[Stored dataset items]
_ _ _
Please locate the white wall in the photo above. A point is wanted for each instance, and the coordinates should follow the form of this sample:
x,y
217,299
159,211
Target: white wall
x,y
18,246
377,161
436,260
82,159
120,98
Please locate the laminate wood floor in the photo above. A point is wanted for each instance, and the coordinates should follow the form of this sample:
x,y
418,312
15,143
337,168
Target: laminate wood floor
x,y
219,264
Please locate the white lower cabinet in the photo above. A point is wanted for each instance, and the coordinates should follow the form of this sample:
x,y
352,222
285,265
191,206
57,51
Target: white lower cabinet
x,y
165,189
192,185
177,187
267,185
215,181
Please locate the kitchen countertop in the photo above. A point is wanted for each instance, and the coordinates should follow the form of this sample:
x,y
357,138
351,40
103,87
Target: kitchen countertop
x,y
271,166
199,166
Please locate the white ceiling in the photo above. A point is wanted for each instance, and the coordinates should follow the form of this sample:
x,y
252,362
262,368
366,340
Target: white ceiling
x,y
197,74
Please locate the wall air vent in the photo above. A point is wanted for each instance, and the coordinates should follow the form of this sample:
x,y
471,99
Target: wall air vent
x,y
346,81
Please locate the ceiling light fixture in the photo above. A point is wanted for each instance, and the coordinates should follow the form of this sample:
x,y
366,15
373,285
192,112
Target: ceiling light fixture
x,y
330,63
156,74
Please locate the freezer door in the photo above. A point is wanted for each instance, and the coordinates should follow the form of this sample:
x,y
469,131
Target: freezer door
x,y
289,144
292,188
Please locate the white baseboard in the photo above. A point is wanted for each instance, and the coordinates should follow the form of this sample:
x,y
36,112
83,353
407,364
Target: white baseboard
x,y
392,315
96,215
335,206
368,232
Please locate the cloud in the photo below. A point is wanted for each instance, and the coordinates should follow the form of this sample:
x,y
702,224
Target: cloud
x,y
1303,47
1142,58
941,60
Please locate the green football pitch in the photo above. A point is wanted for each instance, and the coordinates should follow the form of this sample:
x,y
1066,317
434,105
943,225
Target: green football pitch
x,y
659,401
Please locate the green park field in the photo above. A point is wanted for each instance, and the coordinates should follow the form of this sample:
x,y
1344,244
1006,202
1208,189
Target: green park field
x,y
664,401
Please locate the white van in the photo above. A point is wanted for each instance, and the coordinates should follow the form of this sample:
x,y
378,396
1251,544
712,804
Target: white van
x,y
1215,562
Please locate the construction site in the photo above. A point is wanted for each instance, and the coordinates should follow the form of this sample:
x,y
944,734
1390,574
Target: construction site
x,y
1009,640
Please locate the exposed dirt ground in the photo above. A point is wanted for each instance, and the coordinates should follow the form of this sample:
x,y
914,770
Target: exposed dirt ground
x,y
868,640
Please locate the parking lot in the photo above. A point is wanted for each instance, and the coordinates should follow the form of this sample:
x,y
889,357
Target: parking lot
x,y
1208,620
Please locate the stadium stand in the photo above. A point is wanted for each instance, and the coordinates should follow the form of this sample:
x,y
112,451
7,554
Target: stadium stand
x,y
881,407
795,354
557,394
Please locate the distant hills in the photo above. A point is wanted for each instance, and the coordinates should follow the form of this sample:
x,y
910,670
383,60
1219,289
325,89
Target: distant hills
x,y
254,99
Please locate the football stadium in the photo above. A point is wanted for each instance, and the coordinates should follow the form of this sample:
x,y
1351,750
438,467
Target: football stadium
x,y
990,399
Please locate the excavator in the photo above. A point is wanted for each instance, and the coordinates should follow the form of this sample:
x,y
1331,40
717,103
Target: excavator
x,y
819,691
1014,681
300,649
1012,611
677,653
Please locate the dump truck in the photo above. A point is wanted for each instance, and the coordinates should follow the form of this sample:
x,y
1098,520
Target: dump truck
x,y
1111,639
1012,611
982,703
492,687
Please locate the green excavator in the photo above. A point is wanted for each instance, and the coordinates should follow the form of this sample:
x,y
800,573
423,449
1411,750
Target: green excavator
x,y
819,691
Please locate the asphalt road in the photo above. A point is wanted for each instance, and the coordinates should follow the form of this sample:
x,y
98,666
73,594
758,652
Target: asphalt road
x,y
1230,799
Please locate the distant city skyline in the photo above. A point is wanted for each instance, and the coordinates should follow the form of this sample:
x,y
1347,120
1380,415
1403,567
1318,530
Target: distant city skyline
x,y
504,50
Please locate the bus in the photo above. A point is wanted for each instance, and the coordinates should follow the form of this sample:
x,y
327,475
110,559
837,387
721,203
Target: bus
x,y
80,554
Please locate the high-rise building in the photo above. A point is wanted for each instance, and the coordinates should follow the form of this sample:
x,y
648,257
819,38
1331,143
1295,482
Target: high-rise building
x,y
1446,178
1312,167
_ _ _
## ACTION ITEM
Produce the entries above once more, identical in every detail.

## RESPONSE
Please locate the white wall in the photo above. A point is wanted for each instance, and the coordinates should follow the form of this sample:
x,y
217,299
159,211
Target: white wall
x,y
18,246
377,161
436,260
82,159
120,98
Please locate the laminate wood floor in the photo above. A point is wanted for each instance, and the coordinates should follow the form of this sample:
x,y
418,312
15,143
337,168
Target: laminate wood floor
x,y
219,264
Please locate the white lower cabinet in the photo above. A point is wanted for each instance, and the coordinates should follow the form of this sample:
x,y
352,222
285,265
191,206
57,51
Target: white lower cabinet
x,y
165,189
192,185
177,187
267,185
215,181
Please locate the kitchen countertop in the photo above. A point is wanted for each instance, and the coordinates should follow the form of this sample:
x,y
357,138
351,40
103,87
Target: kitchen countertop
x,y
271,166
199,166
Please locate the white ceiling in the photo above. A point is wanted for each instance, and the coordinates should follow the form of this sample:
x,y
252,362
262,368
366,340
Target: white ceiling
x,y
197,74
Please locate the wall air vent in the photo above. A point is wanted for each instance, and the coordinates should follow the form of this sample:
x,y
471,99
Target: wall air vent
x,y
346,81
Please locate the ceiling light fixture in the photo above. A point is wanted for each instance, and the coordinates should follow the form of this sample:
x,y
366,15
373,285
192,112
Target: ceiling light fixture
x,y
330,63
156,74
Please locate the freezer door in the photo above. A point is wanted for each instance, and the coordinates should follow the form of this sample:
x,y
469,131
Target: freezer door
x,y
289,144
292,188
Please locate the white baseboard in the photo above. A point is wanted for each instance, and the coordinates should follow the form of this sample:
x,y
36,112
83,353
407,364
Target: white baseboard
x,y
392,315
96,215
335,206
368,232
Please locate the cloud in the photo below. A point is wanted for each instance, and the coordinates should follow the form of this sample:
x,y
702,224
Target: cloud
x,y
1303,47
1142,58
941,60
Please locate the green football pitch in the photo above. A point is wanted for each instance, and the coordinates should follow the form of this sample:
x,y
1066,317
434,105
943,225
Target: green football pitch
x,y
659,401
Please locate the green park field in the photo above. A point is wanted for each instance, and the coordinates should follow the form of this sample:
x,y
1344,244
1006,202
1208,189
Target: green park field
x,y
664,401
Please locate the white van in the photo above. A point is wanted for each instance, and the coordinates should follow the form of this sample:
x,y
378,396
1251,544
712,804
Target: white van
x,y
1215,562
Please locate the construction site in the photo above. A point is wanted for each instance, and the coordinates should follow the form of this sample:
x,y
944,734
1390,574
Target: construction site
x,y
1009,640
Please locate the exposed dirt ground in the photo above. A point is wanted for each instance, and the coordinates should follow the form of this sample:
x,y
914,770
Target: exposed dirt ground
x,y
868,640
Please locate the parking lot in the photo above. A point is wanted for each instance, and the coordinates should follow the form of this sample:
x,y
889,357
Target: parking lot
x,y
1208,620
Please locate the stadium stand in the photo above. A point is wanted for each instance, and the coordinates should follow the form of this sample:
x,y
112,451
7,554
Target: stadium stand
x,y
881,407
795,354
557,394
Please locate the distant hills in the photo above. A point is wanted for each instance, and the coordinates should follow the form of this sample:
x,y
910,670
383,60
1219,289
325,89
Target: distant hills
x,y
254,99
Please locate the football stadium in the photo above. A point is wanted for each instance, and the coordinates should follow the form of this sample:
x,y
1351,750
438,467
Target: football stadium
x,y
990,399
Please locate the excavator in the photo above. A point is wanted for each instance, and the coordinates should follow the form of this sample:
x,y
1331,40
717,103
Target: excavator
x,y
819,691
1014,681
300,649
1012,611
677,653
Please locate the dump truck in the photo above. A point is wanted for each instance, and the coordinates should follow the form of this sample:
x,y
1098,520
Target: dump truck
x,y
1111,639
1012,611
982,703
492,687
Please locate the green excavator in the photo above. A point is wanted for each instance, and the coordinates should follow the form of this sample:
x,y
800,573
423,449
1411,750
Target: green excavator
x,y
819,691
Please locate the asphalt road in the photo above. A point is wanted for each instance, and the coordinates should follow the form of this sample:
x,y
98,666
73,594
758,652
Target: asphalt road
x,y
1230,799
Please locate the distant city skyline in the photo above. A point is wanted for each instance, and the coordinates should follow the form of this sample:
x,y
1347,120
1380,415
1403,567
1318,530
Target: distant city skyline
x,y
504,50
Please locate the bus in the photo above. A point is wanted for each instance, and the coordinates should follow the form of this sample:
x,y
327,475
110,559
837,387
721,203
Target: bus
x,y
80,554
Please locate the high-rise building in the photo above. A point is wanted for each instance, and the coordinates should follow the form of this sample:
x,y
648,257
819,38
1331,143
1295,482
Target: high-rise building
x,y
1446,178
1312,167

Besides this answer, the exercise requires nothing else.